Image: Stella Brennan, The Middle Landscape, installation view, Starkwhite, Auckland, NZ

9/15 posts


Here is our third suite of posts on the upside to the recession. (You can read our first post here.) They come from Ben Plumbly, the art director of a new Auckland-based auction house, and the editors of Art Asia Pacific, a magazine dedicated to contemporary visual culture from Asia, the Middle East and Pacific since 1993.

Ben Plumbly:
A weaker economy creates opportunity. For an auction house? Always lurking behind every auctioneer's shoulder are the creeping twin pressures of higher volume (more pictures) and lower clearance rates (less sales); surely the death knell for any new and under-resourced auction business. That will be them now... But wait. Greater discretion, improved value judgements, a shedding of speculators, re-growth, maturation, opportunity - all resultant emerging factors that ensure a healthier and more robust market and which are becoming discernible among the many new collectors entering the marketplace, tantalized by recessionary bargains, be they real or imagined. Now we've just got to get through this. How? More tightly-focused, edited catalogues to stimulate the market and put it under less pressure. It can only absorb so much right now. Below that thin layer of buyers in this country is air; miss them and that's it. Work harder. Encourage, nurture, stimulate, promote, facilitate. And reserves. Did I mention reserves...

(Stored items)
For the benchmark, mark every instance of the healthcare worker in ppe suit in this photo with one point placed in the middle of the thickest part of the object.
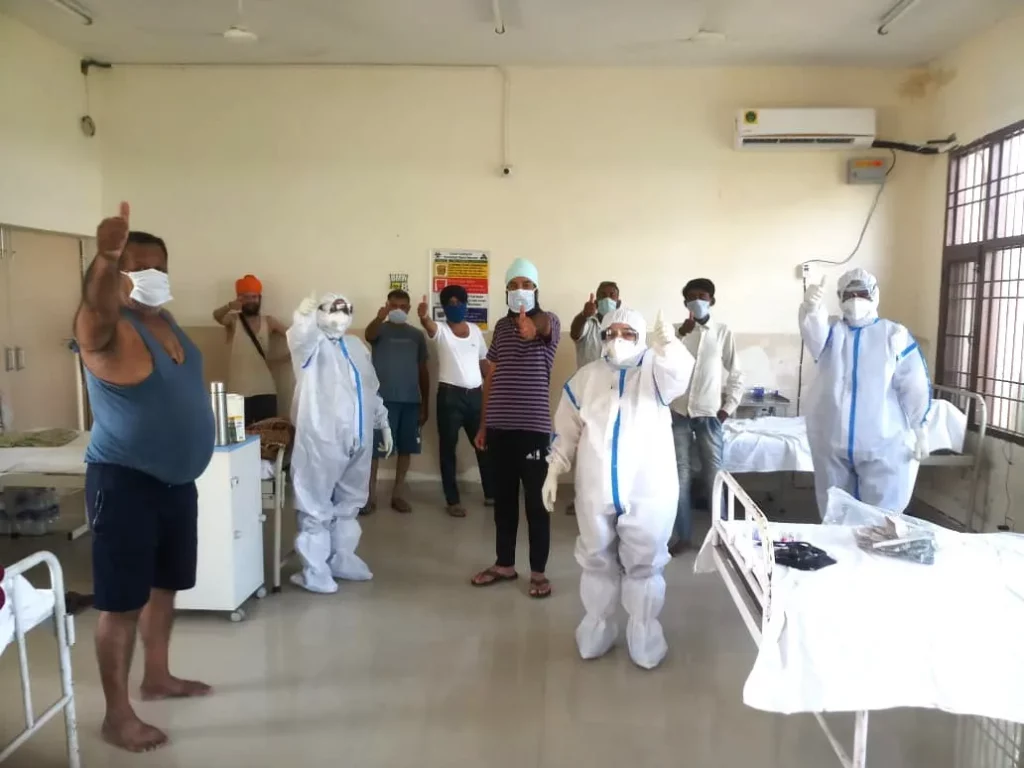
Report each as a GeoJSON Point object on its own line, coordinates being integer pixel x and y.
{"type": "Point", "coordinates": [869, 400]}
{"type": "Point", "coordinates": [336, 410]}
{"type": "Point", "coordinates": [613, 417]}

*TASK DESCRIPTION:*
Answer these questions using the text excerpt above:
1. What position does Ben Plumbly hold, and at what kind of business?
2. Since what year has Art Asia Pacific been dedicated to contemporary visual culture?
3. What two pressures does Plumbly say are always lurking behind every auctioneer's shoulder?

*RESULT OF THIS EXERCISE:*
1. He is the art director of a new Auckland-based auction house.
2. Since 1993.
3. Higher volume (more pictures) and lower clearance rates (less sales).